> **Consegna 1**:
Rispondi alle domande sul brano dedicato al voto del 20 settembre:
(a) Secondo il testo, che cosa ha bloccato il Parlamento in questa settimana?
(b) Quali enti hanno rilanciato i numeri su disoccupazione e crollo del Pil?
(c) Di che cosa avrà bisogno il Paese, secondo le ultime due frasi?
> **Consegna 2**:
Prosegui il brano sul voto del 20 settembre, riprendendo subito dopo la sua ultima frase.

> **Brano**:
####################
Sembra incredibile da dirsi. Ma in questa settimana il Parlamento è stato bloccato non dalla Cassa integrazione che arriva poco e male o per i numeri da abisso rilanciati da Istat e Ocse su disoccupazione e crollo del Pil. Bensì dal “big Sunday” elettorale, il 20 settembre, prova del nove per la tenuta del governo, della legislatura e della maggioranza. Il 20 settembre tutti si giocano tutto. Perché alle urne andrà un Paese che tutti speriamo in ripresa ma che molto probabilmente sarà alle prese con nuove povertà e nuovi disoccupati, produzione ferma e senza soldi. E dunque bisognoso di una nuova offerta politica. E di leadership.
####################
> **Materiale di studio**:

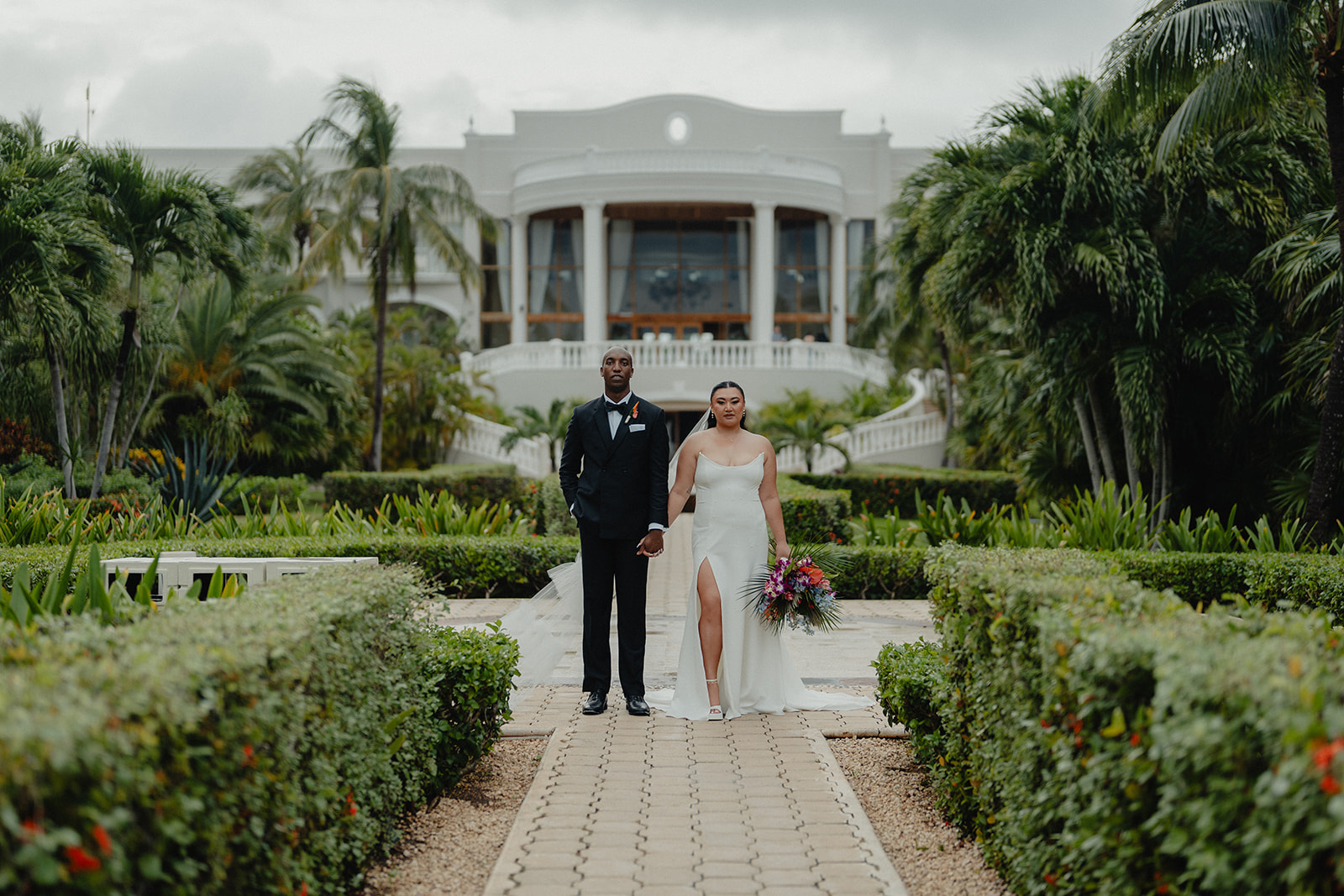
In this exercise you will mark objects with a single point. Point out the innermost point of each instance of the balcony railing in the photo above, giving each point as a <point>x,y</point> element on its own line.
<point>683,354</point>
<point>904,427</point>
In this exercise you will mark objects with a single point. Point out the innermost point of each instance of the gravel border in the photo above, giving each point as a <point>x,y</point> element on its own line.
<point>927,851</point>
<point>454,846</point>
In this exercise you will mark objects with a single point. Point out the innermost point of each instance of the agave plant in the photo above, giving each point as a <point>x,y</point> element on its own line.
<point>195,483</point>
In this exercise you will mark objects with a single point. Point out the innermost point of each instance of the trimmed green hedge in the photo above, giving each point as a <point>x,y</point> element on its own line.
<point>891,488</point>
<point>477,567</point>
<point>470,484</point>
<point>260,745</point>
<point>1292,579</point>
<point>882,574</point>
<point>549,508</point>
<point>812,515</point>
<point>1100,736</point>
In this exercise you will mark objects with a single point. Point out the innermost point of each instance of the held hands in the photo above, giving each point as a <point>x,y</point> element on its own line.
<point>651,544</point>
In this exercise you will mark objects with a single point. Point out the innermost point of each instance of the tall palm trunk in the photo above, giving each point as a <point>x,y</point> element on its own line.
<point>1131,456</point>
<point>375,458</point>
<point>118,374</point>
<point>1320,497</point>
<point>1108,459</point>
<point>1089,443</point>
<point>58,406</point>
<point>952,398</point>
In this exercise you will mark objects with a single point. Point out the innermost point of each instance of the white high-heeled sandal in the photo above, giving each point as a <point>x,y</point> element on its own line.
<point>716,712</point>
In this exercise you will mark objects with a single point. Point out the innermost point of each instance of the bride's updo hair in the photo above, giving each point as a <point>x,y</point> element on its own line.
<point>717,387</point>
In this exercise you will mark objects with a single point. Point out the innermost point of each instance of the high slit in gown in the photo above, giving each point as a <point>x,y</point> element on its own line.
<point>756,673</point>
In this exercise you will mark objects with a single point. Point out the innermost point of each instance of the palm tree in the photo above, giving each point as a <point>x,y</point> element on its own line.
<point>291,199</point>
<point>806,422</point>
<point>253,354</point>
<point>409,206</point>
<point>54,261</point>
<point>147,215</point>
<point>1053,230</point>
<point>1227,63</point>
<point>551,426</point>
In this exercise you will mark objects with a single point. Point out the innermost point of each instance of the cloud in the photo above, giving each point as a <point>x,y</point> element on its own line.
<point>222,94</point>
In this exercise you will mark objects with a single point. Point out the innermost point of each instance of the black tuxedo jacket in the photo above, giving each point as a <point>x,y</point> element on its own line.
<point>620,484</point>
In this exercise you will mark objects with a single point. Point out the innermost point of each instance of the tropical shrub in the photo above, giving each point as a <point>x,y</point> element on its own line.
<point>470,484</point>
<point>457,567</point>
<point>1101,736</point>
<point>17,441</point>
<point>266,745</point>
<point>882,574</point>
<point>812,515</point>
<point>911,680</point>
<point>891,490</point>
<point>197,481</point>
<point>549,510</point>
<point>269,490</point>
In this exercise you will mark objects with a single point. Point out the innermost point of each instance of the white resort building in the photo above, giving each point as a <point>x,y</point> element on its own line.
<point>712,239</point>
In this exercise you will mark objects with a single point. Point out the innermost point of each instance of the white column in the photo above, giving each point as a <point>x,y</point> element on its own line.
<point>472,304</point>
<point>839,280</point>
<point>517,278</point>
<point>595,273</point>
<point>763,273</point>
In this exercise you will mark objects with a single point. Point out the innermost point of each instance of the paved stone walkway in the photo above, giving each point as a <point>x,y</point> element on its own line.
<point>660,806</point>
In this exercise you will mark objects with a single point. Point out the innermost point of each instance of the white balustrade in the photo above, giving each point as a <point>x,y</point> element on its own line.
<point>483,438</point>
<point>698,161</point>
<point>869,439</point>
<point>683,354</point>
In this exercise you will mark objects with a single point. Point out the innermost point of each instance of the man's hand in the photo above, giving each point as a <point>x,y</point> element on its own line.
<point>651,544</point>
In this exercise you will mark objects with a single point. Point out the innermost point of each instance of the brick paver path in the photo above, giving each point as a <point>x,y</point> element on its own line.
<point>659,805</point>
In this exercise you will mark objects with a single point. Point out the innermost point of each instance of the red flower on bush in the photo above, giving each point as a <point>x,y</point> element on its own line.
<point>81,862</point>
<point>1324,755</point>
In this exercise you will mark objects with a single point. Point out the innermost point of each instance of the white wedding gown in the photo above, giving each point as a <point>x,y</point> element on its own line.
<point>756,673</point>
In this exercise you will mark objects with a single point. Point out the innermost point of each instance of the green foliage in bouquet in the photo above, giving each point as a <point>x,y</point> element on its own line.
<point>797,591</point>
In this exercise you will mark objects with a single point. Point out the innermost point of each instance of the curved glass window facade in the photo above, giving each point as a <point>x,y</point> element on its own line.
<point>679,278</point>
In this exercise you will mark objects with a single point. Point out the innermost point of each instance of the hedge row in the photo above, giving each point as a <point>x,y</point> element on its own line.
<point>475,567</point>
<point>549,508</point>
<point>1100,736</point>
<point>812,513</point>
<point>891,488</point>
<point>261,745</point>
<point>470,484</point>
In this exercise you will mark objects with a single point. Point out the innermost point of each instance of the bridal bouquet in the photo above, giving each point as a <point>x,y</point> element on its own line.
<point>797,591</point>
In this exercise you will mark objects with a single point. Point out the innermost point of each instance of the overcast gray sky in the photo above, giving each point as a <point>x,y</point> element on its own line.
<point>253,73</point>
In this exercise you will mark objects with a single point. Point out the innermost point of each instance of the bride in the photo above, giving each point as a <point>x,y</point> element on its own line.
<point>732,663</point>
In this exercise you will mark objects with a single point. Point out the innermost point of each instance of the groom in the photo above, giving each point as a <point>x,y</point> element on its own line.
<point>615,477</point>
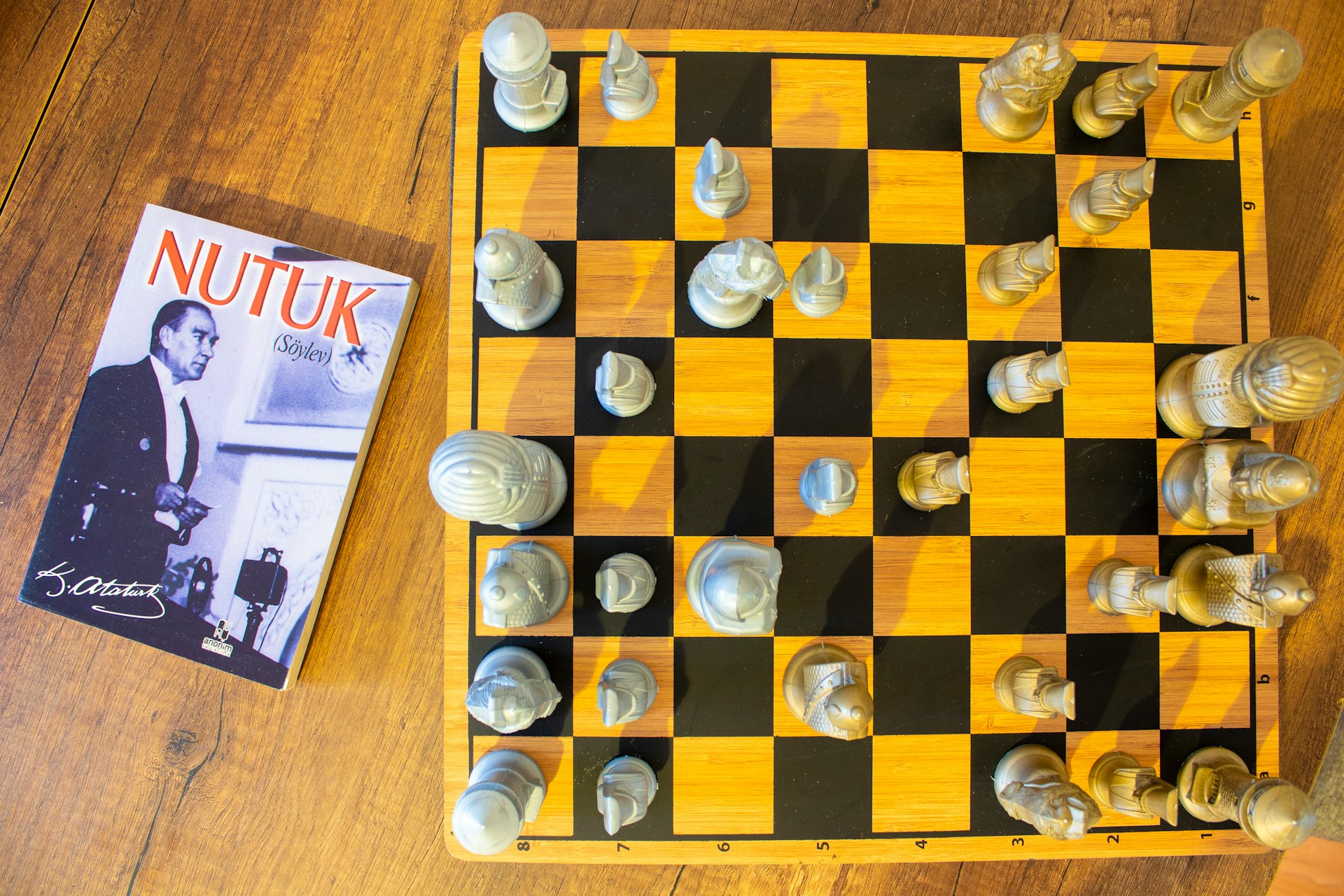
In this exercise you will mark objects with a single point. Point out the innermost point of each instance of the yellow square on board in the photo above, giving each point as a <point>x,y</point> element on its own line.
<point>723,786</point>
<point>916,197</point>
<point>531,190</point>
<point>526,386</point>
<point>724,386</point>
<point>1206,679</point>
<point>819,102</point>
<point>597,127</point>
<point>904,769</point>
<point>921,584</point>
<point>625,288</point>
<point>920,388</point>
<point>622,485</point>
<point>592,657</point>
<point>1016,486</point>
<point>1110,393</point>
<point>1196,296</point>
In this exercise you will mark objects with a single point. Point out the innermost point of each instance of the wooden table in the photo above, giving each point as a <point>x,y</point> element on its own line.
<point>127,770</point>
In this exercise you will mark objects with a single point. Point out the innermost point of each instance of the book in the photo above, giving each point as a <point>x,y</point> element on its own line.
<point>214,456</point>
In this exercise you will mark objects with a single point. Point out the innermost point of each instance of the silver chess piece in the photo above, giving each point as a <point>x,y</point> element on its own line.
<point>498,480</point>
<point>1214,785</point>
<point>827,688</point>
<point>1015,272</point>
<point>517,284</point>
<point>624,384</point>
<point>1285,378</point>
<point>734,586</point>
<point>732,282</point>
<point>504,790</point>
<point>1102,108</point>
<point>625,692</point>
<point>628,90</point>
<point>625,788</point>
<point>927,481</point>
<point>625,583</point>
<point>531,93</point>
<point>1100,204</point>
<point>1256,590</point>
<point>1021,382</point>
<point>1032,786</point>
<point>1240,484</point>
<point>511,690</point>
<point>1121,783</point>
<point>1019,86</point>
<point>721,187</point>
<point>1208,105</point>
<point>828,485</point>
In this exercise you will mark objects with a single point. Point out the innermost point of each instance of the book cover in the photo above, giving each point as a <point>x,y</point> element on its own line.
<point>218,444</point>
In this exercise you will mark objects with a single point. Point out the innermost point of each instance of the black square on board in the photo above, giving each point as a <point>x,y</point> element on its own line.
<point>723,485</point>
<point>822,195</point>
<point>890,514</point>
<point>1009,198</point>
<point>828,590</point>
<point>1107,295</point>
<point>651,621</point>
<point>723,687</point>
<point>626,192</point>
<point>921,685</point>
<point>914,102</point>
<point>724,96</point>
<point>918,290</point>
<point>1117,679</point>
<point>1110,486</point>
<point>1018,583</point>
<point>823,788</point>
<point>823,387</point>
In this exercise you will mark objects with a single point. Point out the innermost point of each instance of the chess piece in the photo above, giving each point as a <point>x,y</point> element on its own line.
<point>511,690</point>
<point>1018,88</point>
<point>1240,484</point>
<point>1032,786</point>
<point>625,788</point>
<point>498,480</point>
<point>517,284</point>
<point>1285,378</point>
<point>628,90</point>
<point>1021,382</point>
<point>1208,105</point>
<point>1121,783</point>
<point>504,790</point>
<point>730,284</point>
<point>927,481</point>
<point>1214,785</point>
<point>625,583</point>
<point>1028,688</point>
<point>1102,108</point>
<point>827,688</point>
<point>1256,590</point>
<point>721,187</point>
<point>531,93</point>
<point>625,692</point>
<point>734,584</point>
<point>1097,206</point>
<point>624,384</point>
<point>1117,587</point>
<point>819,286</point>
<point>828,485</point>
<point>1015,272</point>
<point>524,584</point>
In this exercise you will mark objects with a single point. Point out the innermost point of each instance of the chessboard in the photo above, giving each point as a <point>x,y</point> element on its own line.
<point>867,144</point>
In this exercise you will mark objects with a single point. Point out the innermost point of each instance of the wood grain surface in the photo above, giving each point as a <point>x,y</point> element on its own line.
<point>132,771</point>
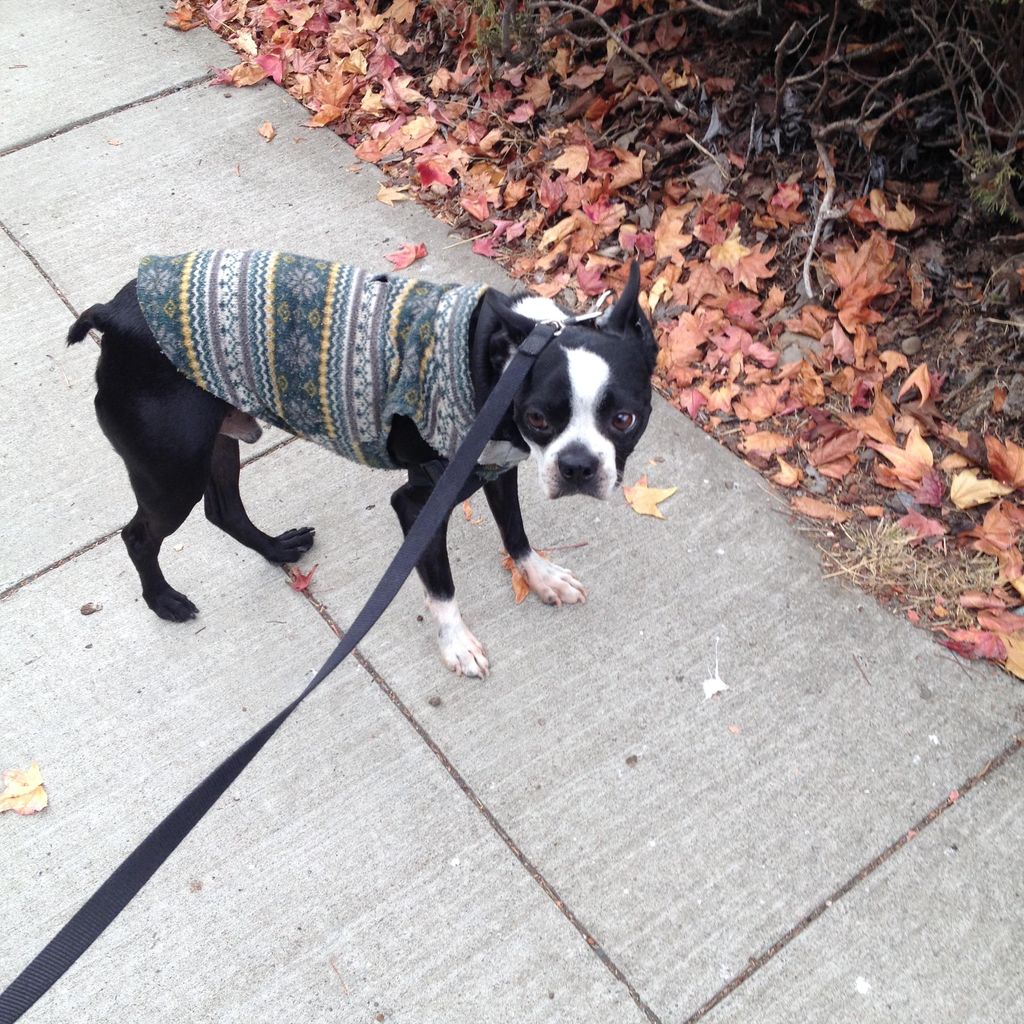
####################
> **Spazio risposta 1**:
(a) Il "big Sunday" elettorale del 20 settembre.
(b) Istat e Ocse.
(c) Di una nuova offerta politica e di leadership.

> **Spazio risposta 2**:
Dopo giornate di ostruzionismo di Fratelli d’Italia, il decreto elettorale è stato finalmente sbloccato (il via libera finale alla Camera sarà lunedì): si vota il 20-21 settembre e sarà un “big Sunday” perchè si andrà alle urne in sei regioni (Veneto, Liguria, Toscana, Marche, Campania, Puglia), in oltre mille comuni di cui 14 capoluoghi, e per il referendum sul taglio dei parlamentari (345 in meno tra Camera e Senato). La data è frutto di un compromesso, piuttosto basso: l’Agcom sarà garante del fatto che i governatori uscenti e ricandidati non saranno favoriti negli spazi e nella visibilità dopo aver già beneficiato (quelli al voto) dell’effetto Covid. La data è anche la fotografia delle grandi manovre dentro e fuori la maggioranza.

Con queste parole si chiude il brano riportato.